> Work instruction:
Exact copies of all the lines below are required.

> Extracted data:
· · · · ·
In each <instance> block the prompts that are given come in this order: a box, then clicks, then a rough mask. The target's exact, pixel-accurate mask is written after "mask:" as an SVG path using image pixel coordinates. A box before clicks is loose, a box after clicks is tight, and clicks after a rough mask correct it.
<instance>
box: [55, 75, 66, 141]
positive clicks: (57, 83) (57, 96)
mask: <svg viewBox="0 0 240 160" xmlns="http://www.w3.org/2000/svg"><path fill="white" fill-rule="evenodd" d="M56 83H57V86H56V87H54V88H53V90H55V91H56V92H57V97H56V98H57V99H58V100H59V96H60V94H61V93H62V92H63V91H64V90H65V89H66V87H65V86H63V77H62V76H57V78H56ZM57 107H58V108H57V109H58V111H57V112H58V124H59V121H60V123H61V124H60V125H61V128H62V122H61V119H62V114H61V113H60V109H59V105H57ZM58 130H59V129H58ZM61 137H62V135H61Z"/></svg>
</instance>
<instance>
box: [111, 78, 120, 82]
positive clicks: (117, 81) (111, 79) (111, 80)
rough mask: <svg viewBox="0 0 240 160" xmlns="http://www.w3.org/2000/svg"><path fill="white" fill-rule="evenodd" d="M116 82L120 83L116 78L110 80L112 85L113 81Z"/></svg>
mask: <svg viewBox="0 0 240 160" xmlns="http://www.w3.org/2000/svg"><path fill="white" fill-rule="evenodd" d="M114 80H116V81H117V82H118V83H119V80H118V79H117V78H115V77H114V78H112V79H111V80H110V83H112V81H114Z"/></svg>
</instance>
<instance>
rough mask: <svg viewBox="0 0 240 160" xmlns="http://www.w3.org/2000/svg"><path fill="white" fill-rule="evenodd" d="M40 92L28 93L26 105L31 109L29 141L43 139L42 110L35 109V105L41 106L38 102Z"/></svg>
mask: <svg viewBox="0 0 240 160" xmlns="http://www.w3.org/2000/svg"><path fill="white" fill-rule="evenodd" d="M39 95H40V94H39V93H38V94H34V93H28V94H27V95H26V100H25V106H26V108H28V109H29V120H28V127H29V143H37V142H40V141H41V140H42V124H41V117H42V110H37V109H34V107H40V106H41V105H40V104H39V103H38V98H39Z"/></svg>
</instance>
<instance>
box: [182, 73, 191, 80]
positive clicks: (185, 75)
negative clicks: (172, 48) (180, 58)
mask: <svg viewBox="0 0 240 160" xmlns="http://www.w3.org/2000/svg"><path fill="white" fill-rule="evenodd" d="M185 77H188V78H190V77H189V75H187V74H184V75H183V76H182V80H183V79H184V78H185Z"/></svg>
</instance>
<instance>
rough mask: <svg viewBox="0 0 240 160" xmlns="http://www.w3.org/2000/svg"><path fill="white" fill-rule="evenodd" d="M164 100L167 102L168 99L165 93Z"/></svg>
· · · · ·
> Reply to the task:
In each <instance> block the prompts that are given come in this order: a box, then clicks, then a rough mask. The target's exact, pixel-accurate mask is written after "mask:" as an SVG path using image pixel coordinates. A box before clicks is loose, a box after clicks is tight, and clicks after a rough mask correct it.
<instance>
box: [55, 75, 66, 141]
positive clicks: (57, 83) (57, 96)
mask: <svg viewBox="0 0 240 160" xmlns="http://www.w3.org/2000/svg"><path fill="white" fill-rule="evenodd" d="M56 83H57V86H56V87H54V88H53V90H55V91H56V92H57V97H56V98H57V99H58V100H59V96H60V94H61V93H62V92H63V91H64V90H65V89H66V87H65V86H63V77H62V76H57V78H56ZM57 107H58V108H57V109H58V111H57V112H58V124H59V121H60V123H61V124H60V125H61V128H62V122H61V119H62V114H61V113H60V109H59V105H57ZM58 130H59V129H58ZM61 137H62V135H61Z"/></svg>
</instance>
<instance>
box: [111, 78, 120, 82]
positive clicks: (117, 81) (111, 79) (111, 80)
rough mask: <svg viewBox="0 0 240 160" xmlns="http://www.w3.org/2000/svg"><path fill="white" fill-rule="evenodd" d="M116 82L120 83L116 78L110 80L112 85L113 81Z"/></svg>
mask: <svg viewBox="0 0 240 160" xmlns="http://www.w3.org/2000/svg"><path fill="white" fill-rule="evenodd" d="M114 80H116V81H117V82H118V83H119V80H118V79H117V78H115V77H114V78H112V79H111V80H110V83H112V81H114Z"/></svg>
</instance>
<instance>
rough mask: <svg viewBox="0 0 240 160" xmlns="http://www.w3.org/2000/svg"><path fill="white" fill-rule="evenodd" d="M40 92L28 93L26 105L31 109L29 141L43 139L42 110L35 109V105L41 106L38 102Z"/></svg>
mask: <svg viewBox="0 0 240 160" xmlns="http://www.w3.org/2000/svg"><path fill="white" fill-rule="evenodd" d="M39 95H40V94H39V93H38V94H34V93H28V94H27V95H26V100H25V106H26V108H28V109H29V120H28V127H29V143H37V142H40V141H41V140H42V124H41V117H42V110H37V109H34V107H40V106H41V105H40V104H39V103H38V98H39Z"/></svg>
</instance>
<instance>
box: [182, 73, 191, 80]
positive clicks: (185, 75)
negative clicks: (172, 48) (180, 58)
mask: <svg viewBox="0 0 240 160" xmlns="http://www.w3.org/2000/svg"><path fill="white" fill-rule="evenodd" d="M185 77H188V78H190V77H189V75H187V74H184V75H183V76H182V80H183V79H184V78H185Z"/></svg>
</instance>
<instance>
rough mask: <svg viewBox="0 0 240 160" xmlns="http://www.w3.org/2000/svg"><path fill="white" fill-rule="evenodd" d="M164 100L167 102L168 99L165 93Z"/></svg>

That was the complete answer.